→ **Textauszug**:
- - -

# taz.de -- Legalisierung von Beschneidung: Erstmal reden
       
       > Kinderschützer sind gegen eine Legalisierung von Beschneidungen in den
       > nächsten zwei Jahren. Erst soll ein runder Tisch tagen.
       
 (IMG) Bild: 1. Buch Moses, Kapitel 17 und das Werkzeug eines Mohels, eines jüdischen Beschneiders.
       
       BERLIN taz | Mehrere Kinderschutz-Organisationen warnen die Politik davor,
       voreilig ein Gesetz zur religiösen Beschneidung von Jungen zu beschließen.
       Vorausgehen müsse eine sachliche Debatte an einem runden Tisch mit
       Religionsvertretern und Sachverständigen, sagte der Vorsitzende der
       Deutschen Kinderhilfe, Georg Ehrmann, am Mittwoch.

- - -

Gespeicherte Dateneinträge

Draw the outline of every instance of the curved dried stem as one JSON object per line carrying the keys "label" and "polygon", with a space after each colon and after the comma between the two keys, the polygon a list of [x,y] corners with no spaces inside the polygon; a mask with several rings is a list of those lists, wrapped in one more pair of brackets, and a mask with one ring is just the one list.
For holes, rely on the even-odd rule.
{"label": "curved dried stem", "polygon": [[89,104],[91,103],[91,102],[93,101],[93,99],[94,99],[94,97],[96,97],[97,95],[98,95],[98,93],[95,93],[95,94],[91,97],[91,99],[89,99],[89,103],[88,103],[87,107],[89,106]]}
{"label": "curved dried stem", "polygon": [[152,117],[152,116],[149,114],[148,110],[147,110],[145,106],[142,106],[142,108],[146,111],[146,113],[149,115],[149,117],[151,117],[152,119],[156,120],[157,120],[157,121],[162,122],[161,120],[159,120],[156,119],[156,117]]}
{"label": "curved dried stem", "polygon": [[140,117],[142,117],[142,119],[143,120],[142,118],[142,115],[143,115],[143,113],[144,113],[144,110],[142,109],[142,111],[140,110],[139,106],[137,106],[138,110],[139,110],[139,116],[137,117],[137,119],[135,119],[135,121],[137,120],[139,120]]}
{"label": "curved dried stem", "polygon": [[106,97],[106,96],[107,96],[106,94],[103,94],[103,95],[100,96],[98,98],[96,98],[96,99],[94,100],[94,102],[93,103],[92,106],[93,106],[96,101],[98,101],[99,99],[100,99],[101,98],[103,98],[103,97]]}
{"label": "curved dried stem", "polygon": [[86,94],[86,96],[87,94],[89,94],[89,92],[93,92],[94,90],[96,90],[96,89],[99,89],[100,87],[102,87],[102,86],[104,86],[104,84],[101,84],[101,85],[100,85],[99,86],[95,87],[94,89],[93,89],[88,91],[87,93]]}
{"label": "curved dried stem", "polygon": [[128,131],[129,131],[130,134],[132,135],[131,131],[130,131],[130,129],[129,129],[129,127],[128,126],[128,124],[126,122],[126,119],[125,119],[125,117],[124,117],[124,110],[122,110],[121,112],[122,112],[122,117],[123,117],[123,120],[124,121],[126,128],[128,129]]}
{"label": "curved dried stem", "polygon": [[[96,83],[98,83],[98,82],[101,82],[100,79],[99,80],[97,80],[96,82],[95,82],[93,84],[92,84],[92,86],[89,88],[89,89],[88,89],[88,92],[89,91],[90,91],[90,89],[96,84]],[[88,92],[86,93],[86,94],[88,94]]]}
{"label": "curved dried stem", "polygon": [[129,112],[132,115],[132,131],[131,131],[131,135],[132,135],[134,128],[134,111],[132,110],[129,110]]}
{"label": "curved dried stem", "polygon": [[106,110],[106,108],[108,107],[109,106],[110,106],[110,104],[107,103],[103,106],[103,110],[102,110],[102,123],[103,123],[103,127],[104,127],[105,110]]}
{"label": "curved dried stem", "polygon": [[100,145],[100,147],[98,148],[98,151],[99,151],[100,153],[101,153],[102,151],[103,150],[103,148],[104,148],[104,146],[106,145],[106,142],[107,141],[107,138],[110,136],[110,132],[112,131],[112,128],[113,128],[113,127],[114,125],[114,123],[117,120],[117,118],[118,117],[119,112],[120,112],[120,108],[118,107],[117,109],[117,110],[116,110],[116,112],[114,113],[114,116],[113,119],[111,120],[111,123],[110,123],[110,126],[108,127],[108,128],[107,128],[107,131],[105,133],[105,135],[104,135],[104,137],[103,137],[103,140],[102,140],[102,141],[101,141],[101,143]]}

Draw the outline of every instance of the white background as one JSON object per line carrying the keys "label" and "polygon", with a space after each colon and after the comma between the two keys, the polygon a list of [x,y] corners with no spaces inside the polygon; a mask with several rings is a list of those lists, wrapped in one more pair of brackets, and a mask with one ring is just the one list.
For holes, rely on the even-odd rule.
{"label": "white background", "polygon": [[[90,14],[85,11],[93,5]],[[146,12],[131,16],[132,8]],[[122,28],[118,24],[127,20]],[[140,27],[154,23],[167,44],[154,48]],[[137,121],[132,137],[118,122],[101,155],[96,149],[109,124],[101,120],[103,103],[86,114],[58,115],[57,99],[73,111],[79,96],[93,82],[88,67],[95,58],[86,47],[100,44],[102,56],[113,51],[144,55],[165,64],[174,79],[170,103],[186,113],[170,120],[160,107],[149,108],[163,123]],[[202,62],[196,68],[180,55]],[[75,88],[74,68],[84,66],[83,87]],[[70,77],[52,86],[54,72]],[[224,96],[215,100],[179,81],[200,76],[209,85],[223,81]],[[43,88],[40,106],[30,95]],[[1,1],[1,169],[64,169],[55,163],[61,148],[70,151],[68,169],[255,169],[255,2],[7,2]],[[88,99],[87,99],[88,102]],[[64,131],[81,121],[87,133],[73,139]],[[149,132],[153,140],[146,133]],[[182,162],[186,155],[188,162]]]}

- - -

→ **Aufgaben**:
a) Beantworte zum Artikel über die Beschneidung:
(i) Was soll laut Vorspann zuerst tagen?
(ii) Wessen Werkzeug zeigt das Bild?
(iii) Wer ist Vorsitzender der Deutschen Kinderhilfe?
b) Schreibe aus dem Artikel wortgetreu die Stelle ab, die mit „# taz.de -- Legalisierung“ beginnt und mit „eines jüdischen Beschneiders.“ endet.
Stütze dich nur auf den Artikel.

→ **Lösungen je Aufgabe**:
a)
(i) Ein runder Tisch.
(ii) Das Werkzeug eines Mohels, eines jüdischen Beschneiders.
(iii) Georg Ehrmann.

b)
# taz.de -- Legalisierung von Beschneidung: Erstmal reden
       
       > Kinderschützer sind gegen eine Legalisierung von Beschneidungen in den
       > nächsten zwei Jahren. Erst soll ein runder Tisch tagen.
       
 (IMG) Bild: 1. Buch Moses, Kapitel 17 und das Werkzeug eines Mohels, eines jüdischen Beschneiders.